Go through the entries below and tally each line holding the string "logo". Return the number only.

___ AVAILABLE RECORDS

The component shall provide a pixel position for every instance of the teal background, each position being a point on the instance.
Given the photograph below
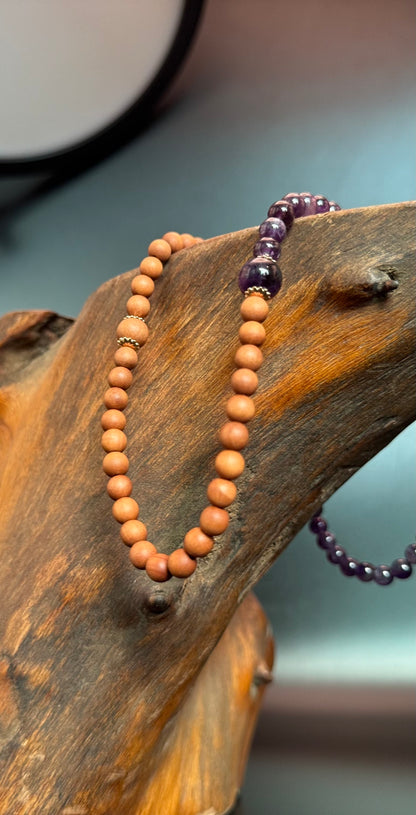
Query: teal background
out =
(274, 97)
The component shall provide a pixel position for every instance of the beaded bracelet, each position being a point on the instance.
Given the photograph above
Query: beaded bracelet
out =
(259, 280)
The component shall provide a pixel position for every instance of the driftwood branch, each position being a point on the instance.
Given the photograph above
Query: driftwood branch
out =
(98, 664)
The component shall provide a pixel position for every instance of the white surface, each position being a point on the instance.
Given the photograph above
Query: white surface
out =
(68, 69)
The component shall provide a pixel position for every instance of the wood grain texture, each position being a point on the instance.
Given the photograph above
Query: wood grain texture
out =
(96, 661)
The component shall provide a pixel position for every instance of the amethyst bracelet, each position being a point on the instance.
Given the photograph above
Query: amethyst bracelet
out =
(262, 274)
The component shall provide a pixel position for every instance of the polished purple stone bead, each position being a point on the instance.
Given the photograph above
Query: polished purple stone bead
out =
(260, 272)
(326, 540)
(365, 571)
(309, 201)
(336, 554)
(410, 553)
(267, 247)
(401, 568)
(317, 524)
(273, 228)
(383, 575)
(283, 210)
(321, 204)
(297, 202)
(349, 566)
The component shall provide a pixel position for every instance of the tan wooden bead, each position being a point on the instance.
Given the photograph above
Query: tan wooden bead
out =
(249, 356)
(136, 329)
(234, 435)
(221, 492)
(143, 284)
(254, 308)
(125, 509)
(188, 239)
(140, 553)
(115, 463)
(133, 531)
(180, 564)
(197, 543)
(174, 240)
(214, 520)
(252, 333)
(119, 486)
(126, 357)
(138, 305)
(113, 418)
(229, 464)
(152, 267)
(240, 408)
(157, 568)
(120, 377)
(113, 439)
(115, 398)
(244, 380)
(160, 249)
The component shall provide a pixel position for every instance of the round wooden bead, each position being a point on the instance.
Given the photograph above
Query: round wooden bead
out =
(244, 380)
(138, 305)
(254, 308)
(119, 486)
(143, 284)
(248, 356)
(157, 568)
(174, 240)
(115, 398)
(152, 267)
(252, 333)
(140, 553)
(213, 520)
(120, 377)
(125, 509)
(113, 418)
(113, 439)
(221, 492)
(136, 329)
(115, 463)
(133, 531)
(234, 435)
(240, 408)
(160, 249)
(197, 543)
(229, 464)
(180, 564)
(188, 239)
(126, 357)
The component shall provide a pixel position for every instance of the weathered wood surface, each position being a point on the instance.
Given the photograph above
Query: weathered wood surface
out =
(93, 678)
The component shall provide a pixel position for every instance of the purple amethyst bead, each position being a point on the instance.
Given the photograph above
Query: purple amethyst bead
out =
(349, 566)
(273, 228)
(267, 247)
(297, 202)
(309, 201)
(317, 524)
(365, 571)
(260, 272)
(321, 204)
(326, 540)
(401, 568)
(283, 210)
(410, 553)
(383, 575)
(336, 554)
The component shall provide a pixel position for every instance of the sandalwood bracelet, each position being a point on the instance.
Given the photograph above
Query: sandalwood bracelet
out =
(259, 280)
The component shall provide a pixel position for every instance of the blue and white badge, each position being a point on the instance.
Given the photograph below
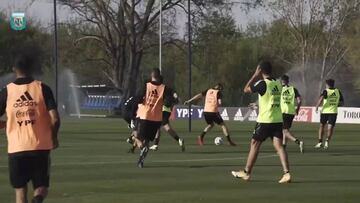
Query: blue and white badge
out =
(18, 21)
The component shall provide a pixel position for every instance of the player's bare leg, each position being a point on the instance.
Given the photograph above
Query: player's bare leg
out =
(206, 130)
(321, 136)
(330, 132)
(227, 135)
(40, 194)
(252, 156)
(283, 159)
(21, 195)
(287, 135)
(143, 153)
(174, 135)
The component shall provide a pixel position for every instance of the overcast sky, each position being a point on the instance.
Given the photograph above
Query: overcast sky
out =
(42, 10)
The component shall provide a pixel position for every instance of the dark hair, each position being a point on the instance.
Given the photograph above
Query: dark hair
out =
(155, 73)
(24, 63)
(285, 78)
(266, 67)
(330, 82)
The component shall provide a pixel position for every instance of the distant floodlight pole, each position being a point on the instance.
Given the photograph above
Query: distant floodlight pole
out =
(189, 58)
(160, 37)
(56, 52)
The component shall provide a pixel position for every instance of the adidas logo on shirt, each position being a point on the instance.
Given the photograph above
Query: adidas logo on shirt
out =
(275, 91)
(154, 93)
(25, 100)
(287, 92)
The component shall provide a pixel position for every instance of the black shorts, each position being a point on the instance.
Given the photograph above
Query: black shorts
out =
(147, 129)
(264, 130)
(31, 166)
(166, 118)
(287, 120)
(212, 118)
(328, 119)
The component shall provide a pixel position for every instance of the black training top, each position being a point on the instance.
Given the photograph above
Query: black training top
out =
(46, 90)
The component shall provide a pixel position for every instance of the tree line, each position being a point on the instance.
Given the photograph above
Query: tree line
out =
(116, 42)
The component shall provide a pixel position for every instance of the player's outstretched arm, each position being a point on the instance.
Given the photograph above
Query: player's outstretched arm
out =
(195, 98)
(319, 103)
(247, 88)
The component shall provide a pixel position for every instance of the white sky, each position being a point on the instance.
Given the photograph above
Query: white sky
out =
(42, 11)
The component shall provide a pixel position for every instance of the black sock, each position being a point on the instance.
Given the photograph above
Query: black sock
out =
(156, 142)
(202, 135)
(37, 199)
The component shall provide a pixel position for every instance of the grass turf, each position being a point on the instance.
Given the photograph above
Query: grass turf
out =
(93, 166)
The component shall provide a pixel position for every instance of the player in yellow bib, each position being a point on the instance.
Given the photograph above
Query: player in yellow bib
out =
(169, 103)
(288, 96)
(331, 99)
(269, 122)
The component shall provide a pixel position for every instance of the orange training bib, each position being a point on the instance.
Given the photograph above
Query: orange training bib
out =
(211, 101)
(28, 121)
(154, 100)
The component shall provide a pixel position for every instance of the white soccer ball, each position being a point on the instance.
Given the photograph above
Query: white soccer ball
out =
(218, 141)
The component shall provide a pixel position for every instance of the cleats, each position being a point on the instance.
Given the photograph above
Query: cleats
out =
(182, 144)
(285, 179)
(154, 147)
(241, 174)
(318, 145)
(326, 145)
(130, 140)
(231, 143)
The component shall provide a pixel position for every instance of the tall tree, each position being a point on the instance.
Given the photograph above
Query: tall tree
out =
(316, 27)
(122, 33)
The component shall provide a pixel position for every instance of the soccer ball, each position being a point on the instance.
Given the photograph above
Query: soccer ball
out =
(218, 141)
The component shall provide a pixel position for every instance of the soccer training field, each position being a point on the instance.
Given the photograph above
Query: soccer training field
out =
(93, 166)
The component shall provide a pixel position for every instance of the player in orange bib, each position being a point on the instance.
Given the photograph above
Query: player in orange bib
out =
(149, 113)
(211, 112)
(31, 128)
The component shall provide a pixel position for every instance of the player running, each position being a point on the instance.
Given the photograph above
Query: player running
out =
(331, 99)
(288, 96)
(129, 109)
(150, 112)
(32, 127)
(169, 103)
(211, 112)
(269, 122)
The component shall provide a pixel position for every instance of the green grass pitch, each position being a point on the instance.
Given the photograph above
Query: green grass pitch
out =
(93, 166)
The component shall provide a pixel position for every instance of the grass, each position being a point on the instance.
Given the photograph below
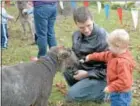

______

» EXERCISE RESULT: 2